THE PROBLEM:
What follows is a listing; give it again exactly, in its entirety.

Object pointing dataset rows:
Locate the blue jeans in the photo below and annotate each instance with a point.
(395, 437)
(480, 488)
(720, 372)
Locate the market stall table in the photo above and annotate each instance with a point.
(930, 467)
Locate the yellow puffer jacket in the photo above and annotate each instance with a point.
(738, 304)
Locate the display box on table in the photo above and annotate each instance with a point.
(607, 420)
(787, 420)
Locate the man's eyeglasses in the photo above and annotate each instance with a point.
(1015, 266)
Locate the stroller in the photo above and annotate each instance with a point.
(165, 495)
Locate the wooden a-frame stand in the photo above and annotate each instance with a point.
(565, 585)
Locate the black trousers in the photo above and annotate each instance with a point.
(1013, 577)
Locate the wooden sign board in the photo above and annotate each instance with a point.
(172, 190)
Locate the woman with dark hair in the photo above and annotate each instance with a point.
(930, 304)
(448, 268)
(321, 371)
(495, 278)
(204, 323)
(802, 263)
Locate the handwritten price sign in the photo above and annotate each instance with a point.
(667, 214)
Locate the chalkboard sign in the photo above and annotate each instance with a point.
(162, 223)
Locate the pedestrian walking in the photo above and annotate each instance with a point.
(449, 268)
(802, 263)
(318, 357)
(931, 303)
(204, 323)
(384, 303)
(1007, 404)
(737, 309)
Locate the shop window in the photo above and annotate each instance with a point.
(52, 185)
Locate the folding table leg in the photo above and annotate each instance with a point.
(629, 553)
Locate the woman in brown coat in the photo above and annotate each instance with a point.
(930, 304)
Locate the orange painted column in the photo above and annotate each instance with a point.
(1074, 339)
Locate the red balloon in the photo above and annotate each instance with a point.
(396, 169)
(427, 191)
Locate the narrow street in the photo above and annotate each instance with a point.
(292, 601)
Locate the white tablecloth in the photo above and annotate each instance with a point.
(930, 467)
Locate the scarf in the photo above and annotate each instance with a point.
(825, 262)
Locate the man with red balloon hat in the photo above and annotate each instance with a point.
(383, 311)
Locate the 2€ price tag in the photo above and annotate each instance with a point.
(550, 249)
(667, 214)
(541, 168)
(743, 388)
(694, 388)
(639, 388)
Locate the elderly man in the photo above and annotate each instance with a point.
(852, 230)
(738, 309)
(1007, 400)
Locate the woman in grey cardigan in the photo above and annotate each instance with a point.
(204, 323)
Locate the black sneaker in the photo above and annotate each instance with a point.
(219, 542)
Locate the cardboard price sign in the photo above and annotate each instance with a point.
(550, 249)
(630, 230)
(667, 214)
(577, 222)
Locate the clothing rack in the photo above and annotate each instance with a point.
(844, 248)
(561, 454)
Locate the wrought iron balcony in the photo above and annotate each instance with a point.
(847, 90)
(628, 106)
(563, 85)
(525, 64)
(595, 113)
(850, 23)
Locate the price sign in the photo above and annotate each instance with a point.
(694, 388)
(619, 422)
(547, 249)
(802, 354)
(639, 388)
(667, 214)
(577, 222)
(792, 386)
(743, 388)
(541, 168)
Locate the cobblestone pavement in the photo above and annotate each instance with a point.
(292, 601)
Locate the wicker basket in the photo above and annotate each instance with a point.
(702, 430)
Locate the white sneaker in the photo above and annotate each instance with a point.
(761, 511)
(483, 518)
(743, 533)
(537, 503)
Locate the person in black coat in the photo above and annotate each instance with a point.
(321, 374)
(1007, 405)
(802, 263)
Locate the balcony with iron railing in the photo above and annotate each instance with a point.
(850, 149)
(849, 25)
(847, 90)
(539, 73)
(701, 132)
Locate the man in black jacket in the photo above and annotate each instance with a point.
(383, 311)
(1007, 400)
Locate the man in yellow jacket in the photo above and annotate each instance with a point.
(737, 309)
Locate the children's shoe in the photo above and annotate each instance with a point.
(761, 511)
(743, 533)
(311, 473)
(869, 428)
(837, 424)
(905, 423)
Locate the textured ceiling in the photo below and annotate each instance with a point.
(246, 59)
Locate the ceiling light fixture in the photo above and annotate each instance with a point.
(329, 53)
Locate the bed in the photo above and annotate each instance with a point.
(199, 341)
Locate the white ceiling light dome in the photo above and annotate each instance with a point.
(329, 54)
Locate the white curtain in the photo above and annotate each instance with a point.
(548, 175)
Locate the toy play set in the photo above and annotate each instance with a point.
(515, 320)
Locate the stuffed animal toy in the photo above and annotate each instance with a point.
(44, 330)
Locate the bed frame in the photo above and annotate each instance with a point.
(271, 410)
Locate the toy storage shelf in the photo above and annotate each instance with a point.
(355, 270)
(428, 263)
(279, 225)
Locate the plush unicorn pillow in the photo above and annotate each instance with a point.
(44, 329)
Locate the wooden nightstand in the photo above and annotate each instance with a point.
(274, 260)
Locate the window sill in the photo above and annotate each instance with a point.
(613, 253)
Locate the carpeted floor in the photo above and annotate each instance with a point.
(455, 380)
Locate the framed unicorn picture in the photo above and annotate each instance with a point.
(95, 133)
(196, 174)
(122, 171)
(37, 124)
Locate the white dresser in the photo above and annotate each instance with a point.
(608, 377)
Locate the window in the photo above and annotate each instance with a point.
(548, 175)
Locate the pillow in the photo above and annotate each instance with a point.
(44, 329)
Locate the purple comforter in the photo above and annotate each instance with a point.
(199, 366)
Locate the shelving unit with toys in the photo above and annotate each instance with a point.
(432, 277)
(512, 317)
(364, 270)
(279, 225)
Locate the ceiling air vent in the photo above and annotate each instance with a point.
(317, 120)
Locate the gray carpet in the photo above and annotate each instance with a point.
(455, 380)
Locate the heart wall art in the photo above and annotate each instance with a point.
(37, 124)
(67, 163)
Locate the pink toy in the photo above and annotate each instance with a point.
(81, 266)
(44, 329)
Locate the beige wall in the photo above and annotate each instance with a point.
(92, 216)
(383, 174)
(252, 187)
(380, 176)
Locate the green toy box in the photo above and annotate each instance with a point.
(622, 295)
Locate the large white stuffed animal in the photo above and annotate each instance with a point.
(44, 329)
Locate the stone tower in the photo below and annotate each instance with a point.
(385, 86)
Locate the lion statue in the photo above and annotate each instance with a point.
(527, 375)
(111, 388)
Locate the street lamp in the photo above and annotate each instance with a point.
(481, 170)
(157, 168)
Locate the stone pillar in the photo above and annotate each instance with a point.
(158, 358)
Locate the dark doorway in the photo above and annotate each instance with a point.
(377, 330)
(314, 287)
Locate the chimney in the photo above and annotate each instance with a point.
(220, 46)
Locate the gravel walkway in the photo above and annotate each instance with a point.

THE COMPLETED TASK:
Locate the blue jeans in the photo below and annotate each instance with a point.
(395, 437)
(480, 488)
(720, 372)
Locate the market stall table in the photo above and annotate each instance with a point.
(930, 467)
Locate the yellow puffer jacket in the photo above and annotate each instance with a point.
(738, 304)
Locate the display box on table in the photo above and annotate each instance with a point.
(607, 420)
(787, 420)
Locate the man's eyeglasses in the photo above and annotate each instance with a point.
(1015, 266)
Locate the stroller in the photo above and annotate each instance with a point.
(165, 495)
Locate the wooden a-frame stand in the photo above and annotate each instance with a point.
(565, 585)
Locate the black trousers in the photo above and annotate each instance with a point.
(1013, 577)
Locate the wooden sign board in the photo above and annotate each instance with a point.
(172, 190)
Locate the woman with dark hair in the photo above and annotate each instance with a point.
(930, 304)
(448, 268)
(321, 371)
(495, 278)
(204, 323)
(802, 263)
Locate the handwritten price sign in the photo above and annotate each instance with a point.
(667, 214)
Locate the chalkboard sign in the photo above and annotate each instance with a point.
(162, 223)
Locate the pedestrian walking in the photo above and annotate each instance with a point.
(449, 268)
(802, 263)
(318, 357)
(931, 303)
(204, 323)
(384, 303)
(1007, 404)
(737, 309)
Locate the shop window in the photo above and annotate each instance with a point.
(52, 185)
Locate the folding table leg in the photo above and annotate each instance with a point.
(629, 553)
Locate the woman in brown coat in the photo above and annotate each instance with a point.
(930, 304)
Locate the orange painted column in the photo above and annotate each instance with a point.
(1074, 339)
Locate the red balloon in the photo above and annotate each instance with a point.
(396, 169)
(427, 191)
Locate the narrow street in the photo above and annotate each instance with a point.
(292, 601)
Locate the white tablecloth in the photo above and annotate each instance with a point.
(930, 467)
Locate the scarf in the photo above and annotate each instance with a point.
(825, 262)
Locate the man with red balloon hat in the photo above and annotate each instance with a point.
(383, 311)
Locate the 2€ price tag in the photo above and annotate each instance with a point.
(550, 249)
(667, 214)
(541, 168)
(743, 388)
(694, 388)
(639, 388)
Locate the elderly man in the photo above and annotate each instance with a point.
(852, 230)
(738, 309)
(1007, 400)
Locate the woman in grey cardigan in the photo above and annotate each instance with a point.
(204, 323)
Locate the black sneaker in the photo above and annotate each instance with a point.
(219, 542)
Locate the cardboard price sign in the photo above and annotate each instance with a point.
(550, 249)
(630, 230)
(667, 214)
(577, 222)
Locate the clothing rack in the photo above and annotate each instance with a point.
(844, 248)
(561, 454)
Locate the wrought iron balcony in the photo above and annotate each instance with a point.
(847, 90)
(628, 106)
(563, 85)
(525, 64)
(595, 113)
(850, 23)
Locate the price sign in the photo above and annotate each instance with a point.
(694, 388)
(619, 422)
(547, 249)
(802, 354)
(639, 388)
(667, 214)
(577, 222)
(792, 386)
(743, 388)
(541, 168)
Locate the cobblestone pavement in the photo above and annotate each instance with a point.
(292, 601)
Locate the wicker basket in the photo above and annotate each instance with a point.
(702, 430)
Locate the white sneaker in the photo above and annotate each instance with a point.
(761, 511)
(483, 518)
(743, 533)
(537, 503)
Locate the person in black coat in the photo above and annotate each instance with a point.
(321, 374)
(1007, 405)
(802, 263)
Locate the balcony with iron railing in the photo above and annotate each instance with a point.
(850, 149)
(849, 25)
(847, 90)
(539, 73)
(701, 132)
Locate the man in black jacket in the photo above and annotate each instance with a point.
(383, 311)
(1007, 400)
Locate the man in yellow jacket in the photo above and annotate each instance with a point.
(737, 309)
Locate the children's shoe in the photo above and annotate each instance with a point.
(761, 511)
(743, 533)
(311, 473)
(869, 428)
(837, 424)
(905, 423)
Locate the textured ceiling in the photo below and annotate each instance with a point.
(246, 59)
Locate the ceiling light fixture in the photo above and annotate each instance with a point.
(329, 53)
Locate the bed in the photo above and annotate each instance with a point.
(199, 341)
Locate the white ceiling light dome in the photo above and annotate each instance with a point.
(329, 54)
Locate the white curtain in the photo above and annotate each instance with a point.
(548, 175)
Locate the toy play set in the photo above and annotate each instance with a point.
(515, 320)
Locate the stuffed animal toy in the photo above and annotate each instance with a point.
(44, 330)
Locate the bed frame in the photo above and annotate each instance with a point.
(271, 410)
Locate the toy storage shelf in the photo above and annotate each instance with a point.
(355, 270)
(428, 263)
(279, 225)
Locate the plush unicorn pillow in the photo above and annotate each instance with a point.
(44, 329)
Locate the wooden nightstand in the photo above and annotate each instance with a point.
(274, 260)
Locate the window sill in the photo above and annotate each instance with a point.
(613, 253)
Locate the carpeted floor in the photo above and annotate each instance with a point.
(455, 380)
Locate the framed unicorn picture in the photo above and annotate each instance with a point.
(95, 133)
(196, 174)
(122, 171)
(37, 124)
Locate the white dresser in the photo above and annotate each instance with a point.
(608, 377)
Locate the window in the photo above and annotate each instance with a point.
(548, 175)
Locate the pillow in the photo above and annotate each instance with a point.
(44, 329)
Locate the purple comforter in the photo above and annotate each instance with a point.
(199, 366)
Locate the shelving unit with toys in the photo above and annotate each instance with a point.
(432, 277)
(512, 317)
(364, 270)
(279, 225)
Locate the ceiling air vent in the photo above and annotate each instance with a point.
(317, 120)
Locate the gray carpet in the photo above and annotate each instance with a point.
(455, 380)
Locate the heart wall art in the photo above and annotate each instance with a point.
(37, 124)
(67, 163)
Locate the pink toy in the photo above and annotate each instance with a point.
(81, 266)
(44, 329)
Locate the beige wall in the photo above and annotate each instance with a point.
(92, 216)
(383, 174)
(252, 187)
(380, 176)
Locate the green toy box in the photo above and annotate each instance with a point.
(622, 295)
Locate the large white stuffed animal in the photo above and annotate each instance with a point.
(44, 329)
Locate the stone tower in the photo below and annotate each instance with a point.
(385, 86)
Locate the lion statue in the photo above and annotate each instance with a point.
(527, 375)
(111, 388)
Locate the street lamp in the photo above and annotate each instance with a point.
(481, 170)
(157, 168)
Locate the stone pillar in the photo above and annotate each instance with a point.
(158, 358)
Locate the dark doorway in the photo above and annotate each instance with a point.
(377, 330)
(314, 287)
Locate the chimney in the photo above and annotate each instance with a point.
(220, 46)
Locate the gravel walkway in the photo above and annotate each instance with a point.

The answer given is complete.